**Records supplied:**
== == ==

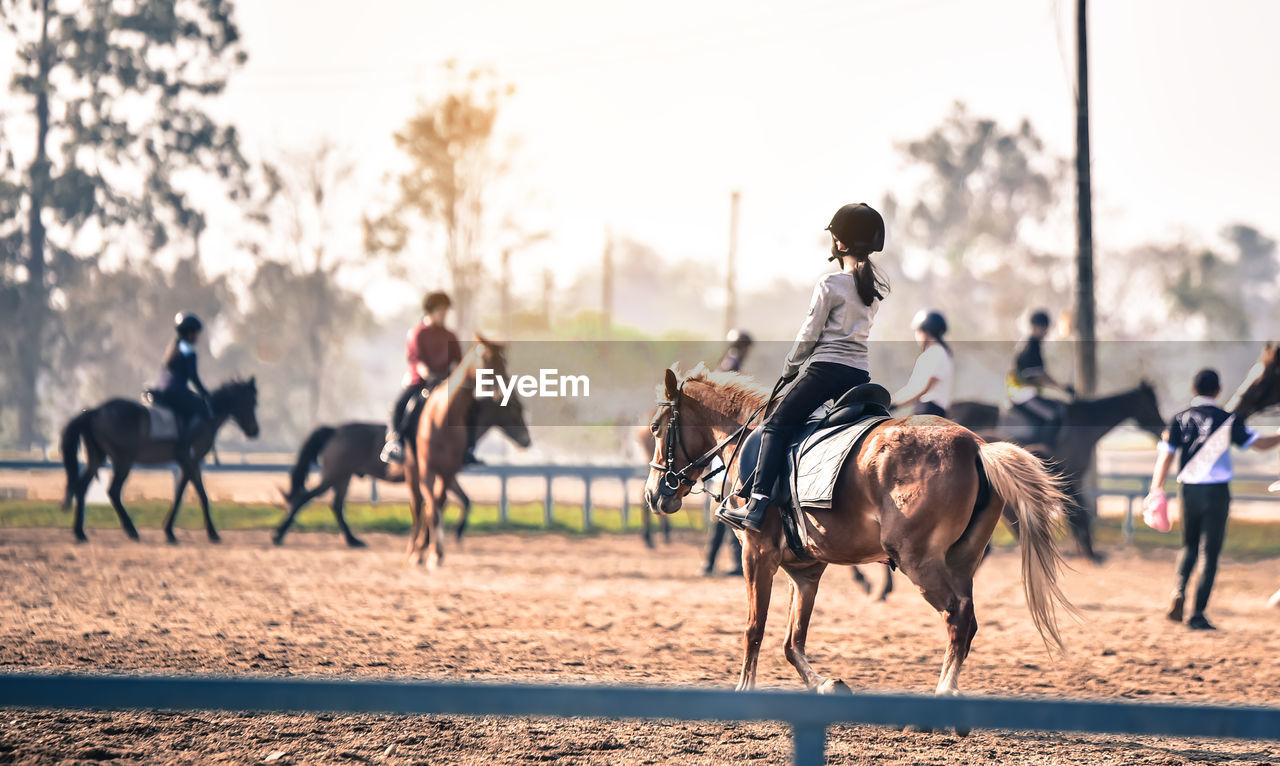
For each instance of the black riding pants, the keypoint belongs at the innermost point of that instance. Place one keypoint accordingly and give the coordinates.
(819, 382)
(1205, 509)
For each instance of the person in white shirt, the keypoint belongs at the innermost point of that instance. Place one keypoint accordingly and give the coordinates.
(929, 386)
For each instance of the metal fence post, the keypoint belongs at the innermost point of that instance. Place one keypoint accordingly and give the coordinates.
(626, 505)
(548, 502)
(503, 509)
(810, 744)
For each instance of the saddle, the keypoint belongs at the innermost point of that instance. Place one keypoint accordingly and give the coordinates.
(817, 454)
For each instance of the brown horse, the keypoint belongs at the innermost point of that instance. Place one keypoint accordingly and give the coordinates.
(913, 492)
(120, 429)
(352, 450)
(438, 446)
(1261, 387)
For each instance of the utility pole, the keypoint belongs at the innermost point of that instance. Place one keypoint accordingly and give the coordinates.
(607, 285)
(730, 287)
(506, 295)
(1084, 314)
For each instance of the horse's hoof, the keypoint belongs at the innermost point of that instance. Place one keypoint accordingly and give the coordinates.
(833, 685)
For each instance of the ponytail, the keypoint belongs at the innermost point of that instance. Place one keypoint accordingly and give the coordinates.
(871, 282)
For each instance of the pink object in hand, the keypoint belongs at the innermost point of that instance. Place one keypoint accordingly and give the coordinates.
(1155, 511)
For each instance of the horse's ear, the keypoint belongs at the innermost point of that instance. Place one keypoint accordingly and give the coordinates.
(672, 384)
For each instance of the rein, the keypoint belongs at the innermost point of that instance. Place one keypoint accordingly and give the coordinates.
(672, 479)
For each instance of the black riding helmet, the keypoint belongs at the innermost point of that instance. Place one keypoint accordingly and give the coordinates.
(187, 323)
(859, 227)
(932, 323)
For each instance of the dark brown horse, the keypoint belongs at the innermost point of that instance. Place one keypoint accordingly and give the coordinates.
(120, 431)
(913, 492)
(438, 445)
(352, 450)
(1084, 423)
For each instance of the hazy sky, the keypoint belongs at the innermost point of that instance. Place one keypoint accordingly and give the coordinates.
(644, 117)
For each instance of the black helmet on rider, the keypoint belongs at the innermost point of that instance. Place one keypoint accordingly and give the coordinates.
(859, 228)
(187, 323)
(931, 323)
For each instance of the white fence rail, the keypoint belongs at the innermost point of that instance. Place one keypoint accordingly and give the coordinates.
(807, 714)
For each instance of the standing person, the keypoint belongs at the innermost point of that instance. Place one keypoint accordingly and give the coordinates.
(929, 386)
(731, 361)
(832, 340)
(177, 375)
(1206, 495)
(432, 351)
(1029, 378)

== == ==

**Problem description:** Retype exactly, please, each line from the line that contains "For each instance of the horse's hoof, the" through the last line of the entries above, with nothing added.

**Your response:**
For each instance of the horse's hoof, the keypoint belongs at the innermost point of that instance. Place one keypoint accordingly and give the coordinates.
(833, 685)
For each instance of the ponytail, the keypoint belongs at the innermost point of that instance. Place one keypoint accordingly and give the coordinates.
(871, 282)
For each instance of the pink object in hand, the keypoint belongs at the innermost point of that instance. Place one keypoint accordingly and give the coordinates.
(1155, 511)
For each instance of the horse's ear, the keypoint belongs at the innermost point of that instance. Place one keypoint accordingly and give the coordinates.
(672, 384)
For each instance of the rein, the keypoint belongs at the innermost point of that instance. Place one keypoint accordingly and give the coordinates.
(672, 479)
For each instance of the black riding helmet, the keypoint belongs at the innermost point of that instance. Place one keypoint accordingly and give the coordinates.
(187, 323)
(859, 227)
(932, 323)
For each instance of the dark brown horse, the keypoint belongs at the innermost point of that instance. Place one keypoint accordingly and give the coordinates.
(120, 431)
(913, 492)
(438, 445)
(352, 450)
(1084, 423)
For each instance of the hazy sky, the keypoint belongs at the innermost point of that instance. Place one keypoint accordingly and give the coordinates.
(644, 117)
For each instance of the black helmet on rider, the keypoint belongs at the innermost point of that instance. Place one keypoint accordingly and give the coordinates.
(859, 228)
(187, 323)
(931, 323)
For each instance of the white fence rail, the keypoint belongs at the innermost point of that instance. Place one keypoint accordingly and give the coordinates.
(807, 714)
For each instance of the standing person, the keypoint belongs at the innermost point of that instance. Place one keypoint accordingly and give the coordinates.
(929, 386)
(731, 361)
(832, 340)
(177, 375)
(1206, 495)
(432, 351)
(1029, 378)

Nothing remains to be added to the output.